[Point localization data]
--------
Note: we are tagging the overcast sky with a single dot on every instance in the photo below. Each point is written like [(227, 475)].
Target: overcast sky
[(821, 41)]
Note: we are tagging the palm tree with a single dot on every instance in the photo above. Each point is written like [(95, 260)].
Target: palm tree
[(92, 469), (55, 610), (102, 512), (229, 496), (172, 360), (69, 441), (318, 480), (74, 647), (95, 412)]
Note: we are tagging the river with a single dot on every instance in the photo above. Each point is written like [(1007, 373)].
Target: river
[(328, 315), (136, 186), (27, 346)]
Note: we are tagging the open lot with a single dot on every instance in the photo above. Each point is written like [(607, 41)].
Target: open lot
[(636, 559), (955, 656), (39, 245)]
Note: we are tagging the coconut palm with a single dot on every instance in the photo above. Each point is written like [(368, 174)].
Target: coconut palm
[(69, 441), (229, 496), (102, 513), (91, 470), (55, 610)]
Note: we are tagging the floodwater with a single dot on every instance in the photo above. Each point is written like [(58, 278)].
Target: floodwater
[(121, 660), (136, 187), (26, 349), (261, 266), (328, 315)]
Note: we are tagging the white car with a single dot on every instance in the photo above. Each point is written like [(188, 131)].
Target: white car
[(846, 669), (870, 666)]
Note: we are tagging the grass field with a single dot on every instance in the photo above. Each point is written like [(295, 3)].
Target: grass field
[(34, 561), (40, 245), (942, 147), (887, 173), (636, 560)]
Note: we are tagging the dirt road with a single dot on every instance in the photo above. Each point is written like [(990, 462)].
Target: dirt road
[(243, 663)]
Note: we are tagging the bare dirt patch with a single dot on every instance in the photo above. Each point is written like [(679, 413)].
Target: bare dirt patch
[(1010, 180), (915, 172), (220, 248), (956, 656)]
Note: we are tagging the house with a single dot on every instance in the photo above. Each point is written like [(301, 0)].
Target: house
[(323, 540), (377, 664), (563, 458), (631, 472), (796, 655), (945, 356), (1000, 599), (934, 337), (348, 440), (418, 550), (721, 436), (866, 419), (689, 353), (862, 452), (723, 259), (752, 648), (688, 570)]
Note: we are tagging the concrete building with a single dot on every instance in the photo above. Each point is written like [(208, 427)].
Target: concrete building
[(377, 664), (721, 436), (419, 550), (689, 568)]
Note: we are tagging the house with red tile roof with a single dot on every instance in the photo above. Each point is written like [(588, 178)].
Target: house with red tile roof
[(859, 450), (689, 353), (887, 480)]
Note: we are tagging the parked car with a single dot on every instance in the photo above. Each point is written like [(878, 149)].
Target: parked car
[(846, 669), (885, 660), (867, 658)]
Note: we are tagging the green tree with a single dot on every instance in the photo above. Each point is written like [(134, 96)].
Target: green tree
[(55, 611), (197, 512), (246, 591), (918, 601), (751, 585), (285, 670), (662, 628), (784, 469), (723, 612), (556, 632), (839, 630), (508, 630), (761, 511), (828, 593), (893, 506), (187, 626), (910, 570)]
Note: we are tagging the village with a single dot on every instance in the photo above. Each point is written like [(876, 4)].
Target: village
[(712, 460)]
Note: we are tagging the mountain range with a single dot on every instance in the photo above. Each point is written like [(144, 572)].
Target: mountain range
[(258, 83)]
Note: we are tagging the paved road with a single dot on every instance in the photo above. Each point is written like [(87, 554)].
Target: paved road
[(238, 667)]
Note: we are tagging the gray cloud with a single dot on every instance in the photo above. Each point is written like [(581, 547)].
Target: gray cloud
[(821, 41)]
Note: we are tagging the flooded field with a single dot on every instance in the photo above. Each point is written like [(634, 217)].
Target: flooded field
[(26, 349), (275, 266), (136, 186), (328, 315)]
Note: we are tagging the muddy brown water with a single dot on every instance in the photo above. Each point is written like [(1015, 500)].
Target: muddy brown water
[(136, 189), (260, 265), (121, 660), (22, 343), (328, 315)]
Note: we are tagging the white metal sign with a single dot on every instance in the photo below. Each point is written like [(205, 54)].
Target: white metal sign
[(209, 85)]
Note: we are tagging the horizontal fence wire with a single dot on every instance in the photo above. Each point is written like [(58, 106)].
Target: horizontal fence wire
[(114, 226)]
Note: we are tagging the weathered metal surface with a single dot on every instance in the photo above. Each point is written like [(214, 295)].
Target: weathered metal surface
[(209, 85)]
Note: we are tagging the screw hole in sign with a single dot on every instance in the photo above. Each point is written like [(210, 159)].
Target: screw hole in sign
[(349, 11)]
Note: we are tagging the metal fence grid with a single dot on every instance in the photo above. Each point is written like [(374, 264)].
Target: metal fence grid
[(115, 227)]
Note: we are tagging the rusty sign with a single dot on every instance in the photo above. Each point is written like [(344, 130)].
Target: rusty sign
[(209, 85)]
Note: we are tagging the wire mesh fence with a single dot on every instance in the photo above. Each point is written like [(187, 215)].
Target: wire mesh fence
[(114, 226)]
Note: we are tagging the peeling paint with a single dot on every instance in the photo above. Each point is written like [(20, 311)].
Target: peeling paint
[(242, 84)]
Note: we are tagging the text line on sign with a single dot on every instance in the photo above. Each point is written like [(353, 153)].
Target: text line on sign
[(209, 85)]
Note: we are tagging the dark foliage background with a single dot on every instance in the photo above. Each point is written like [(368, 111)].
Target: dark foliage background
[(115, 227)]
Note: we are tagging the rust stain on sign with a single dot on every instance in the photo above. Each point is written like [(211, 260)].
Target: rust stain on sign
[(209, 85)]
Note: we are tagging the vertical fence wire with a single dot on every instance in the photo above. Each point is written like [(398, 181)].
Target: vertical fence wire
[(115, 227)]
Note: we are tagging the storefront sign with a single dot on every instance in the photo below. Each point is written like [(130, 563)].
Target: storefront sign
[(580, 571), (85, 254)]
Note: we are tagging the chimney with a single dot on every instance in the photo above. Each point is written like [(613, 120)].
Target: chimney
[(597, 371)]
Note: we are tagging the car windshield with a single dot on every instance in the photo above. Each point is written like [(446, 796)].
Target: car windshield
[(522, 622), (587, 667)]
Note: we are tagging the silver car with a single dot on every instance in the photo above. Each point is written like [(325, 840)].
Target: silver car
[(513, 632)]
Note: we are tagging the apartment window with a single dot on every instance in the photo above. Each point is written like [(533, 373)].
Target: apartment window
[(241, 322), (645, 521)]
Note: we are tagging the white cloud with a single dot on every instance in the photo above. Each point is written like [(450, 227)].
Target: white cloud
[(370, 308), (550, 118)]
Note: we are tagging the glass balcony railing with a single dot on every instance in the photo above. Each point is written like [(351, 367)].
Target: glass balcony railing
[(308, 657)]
--------
REQUIREMENT | Copy every line of the records above exactly.

YOUR SOLUTION |
Note: we are tagging the overcast sky with a single dot on every instance in the photo below. Each point is written like [(227, 475)].
Target: overcast sky
[(821, 41)]
Note: we are tagging the palm tree with a single dot on every instance in the photo above. Each point is written like [(95, 260)].
Target: palm tree
[(92, 469), (55, 610), (102, 512), (229, 496), (172, 360), (69, 441), (318, 480), (74, 647), (95, 412)]
Note: we are tagging the river with a single dot on every instance in the photo above. Each point is written like [(1007, 373)].
Target: river
[(328, 315), (136, 186), (27, 346)]
Note: we are tagging the open lot with a single dot on every instance in the photo above. Each point is written like [(607, 41)].
Target: open lot
[(636, 559), (955, 656), (39, 245)]
Note: we are tagging the coconut palm with a single dot on every instance in the photo above. Each point is written like [(368, 174)].
Target: coconut palm
[(69, 441), (229, 496), (102, 513), (91, 470), (55, 610)]
Note: we are tagging the floodwater with a single dot on every instance in the photo above. Each point is written like [(58, 278)].
Target: floodwater
[(121, 660), (136, 187), (26, 349), (261, 266), (328, 315)]
Note: we are tagging the white car with a single dot on every instance in the photo above. Each point is written like [(188, 131)].
Target: white car
[(846, 669), (870, 666)]
Note: we are tagging the grass field with a single dot on every instance in the photo above. Each point is written like [(295, 3)].
Target: grass field
[(34, 561), (40, 245), (942, 147), (887, 173), (636, 560)]
Note: we are tagging the dirt road with a single dot on every instance in the photo above. Each point is written like [(990, 462)].
Target: dirt road
[(243, 663)]
Note: we are tagging the bare dirt patch with a single dot on every instance in the photo above. Each point is written like [(679, 413)].
Target: bare dirt patch
[(1010, 180), (915, 172), (220, 248), (956, 656)]
Note: we are tagging the house with a single dot on every instance in the photo above. Each point is written like [(301, 0)].
Target: house
[(323, 540), (377, 664), (563, 458), (631, 472), (796, 655), (945, 356), (1000, 599), (934, 337), (348, 440), (418, 550), (721, 436), (866, 419), (689, 353), (862, 452), (723, 259), (752, 648), (688, 570)]
Note: we are tagging the concrete building with a single dot on every instance in the photo above. Each point is written like [(208, 427)].
Target: concrete building
[(377, 664), (721, 436), (419, 550), (689, 568)]
Note: we are tagging the house with red tile roof with a single dot on every instance in the photo above. Each point is written like [(588, 178)].
Target: house with red tile roof
[(859, 450), (689, 353), (887, 480)]
Note: we are tagging the parked car with a single dot on every instance in the photo above. Each point is written like [(878, 149)].
Target: parked car
[(846, 669), (885, 660), (867, 658)]
Note: we are tagging the green tree with a single dot on every instance in the photo above. Each point is written like [(134, 96)].
Target: green tree
[(55, 611), (197, 512), (246, 591), (918, 601), (751, 585), (285, 670), (662, 628), (784, 469), (723, 612), (556, 632), (839, 630), (508, 630), (761, 511), (828, 593), (893, 506), (187, 626), (910, 570)]
Note: we are tagging the village with a single dot on every instance in the photo above. Each point is written like [(876, 4)].
Target: village
[(712, 460)]
Note: we are tagging the mountain range with a single dot on every instance in the photo above. Each point is written like [(144, 572)].
Target: mountain range
[(258, 83)]
Note: we are tagging the paved road with a single dot on every instance in the photo above. Each point is written like [(87, 554)].
Target: paved road
[(238, 667)]
Note: we are tagging the gray cloud with a single dot on every instance in the photo above. Each point is written like [(581, 547)].
Target: gray cloud
[(821, 41)]
Note: we are tagging the flooded field with a single dot on every instance in the photo above. Each point is written like [(634, 217)].
Target: flooded field
[(26, 349), (275, 266), (136, 186), (328, 315)]
Note: we are tagging the muddy brown water with a single dot on every instance in the photo above. Each point is written like [(1015, 500)].
Target: muddy brown water
[(136, 189), (260, 265), (121, 660), (22, 343), (328, 315)]
Note: we are tagging the white metal sign with a single dot on every instance in the photo below. Each point is written like [(205, 54)].
Target: white metal sign
[(209, 85)]
Note: we are tagging the horizontal fence wire with a single dot on every instance in the photo above. Each point is written like [(58, 106)].
Target: horizontal fence wire
[(114, 226)]
Note: we are tagging the weathered metal surface with a single dot on every instance in the photo above. Each point is written like [(214, 295)].
Target: weathered metal surface
[(209, 85)]
Note: we are tagging the screw hole in sign with a single dot on every instance in the photo above. Each point is written like [(210, 159)].
Target: screw hole in sign
[(349, 11)]
Note: we are tagging the metal fence grid with a single dot on every instance in the photo above. Each point is written like [(374, 264)].
Target: metal fence grid
[(115, 227)]
Note: we are tagging the rusty sign with a single dot on every instance in the photo above. Each point is written like [(344, 130)].
Target: rusty sign
[(209, 85)]
Note: we are tagging the wire mesh fence with a single dot on every instance in the photo above. Each point is written like [(187, 215)].
Target: wire mesh fence
[(114, 226)]
Note: we are tagging the peeling paint with a single dot on every instance in the photo above. Each point is written like [(20, 311)].
Target: peeling paint
[(242, 84)]
Note: we are tagging the text line on sign with a single dot on every instance in the photo above. Each point is written like [(353, 153)].
Target: text line on sign
[(209, 85)]
Note: we are tagging the dark foliage background with a single dot on every instance in the photo above. Each point is written like [(368, 111)].
Target: dark foliage background
[(115, 227)]
Note: we are tagging the rust stain on sign with a single dot on every instance in the photo above. Each point is written like [(211, 260)].
Target: rust stain on sign
[(209, 85)]
Note: we are tagging the vertical fence wire with a single dot on every instance in the photo above. Each point is written like [(398, 181)].
Target: vertical fence wire
[(115, 227)]
Note: we are tagging the storefront sign with a single dot on every instance in the photo below. Each point is written like [(130, 563)].
Target: storefront sign
[(580, 571), (85, 254)]
Note: we are tagging the chimney with a single dot on every instance in the photo above. Each point is written like [(613, 120)].
Target: chimney
[(597, 371)]
Note: we are tagging the car windshield with a single dot on every instance in the photo above. Each point is written like [(446, 796)].
Target: car windshield
[(522, 622), (587, 667)]
Note: we are tagging the silver car with a single dot on every instance in the photo above. Each point is written like [(325, 840)].
Target: silver car
[(513, 632)]
Note: we are tagging the apartment window with a single dot on every instance in the photo above. Each point is written like [(533, 373)].
Target: apartment window
[(241, 322), (645, 521)]
Note: we are tagging the white cloud with a single dot on every instance in the photo above. Each point is written like [(450, 227)].
Target: white cloud
[(370, 308), (550, 118)]
Note: we are tagging the glass balcony railing with a single dot on every instance in the photo above. Each point is written like [(351, 367)].
Target: glass balcony railing
[(308, 657)]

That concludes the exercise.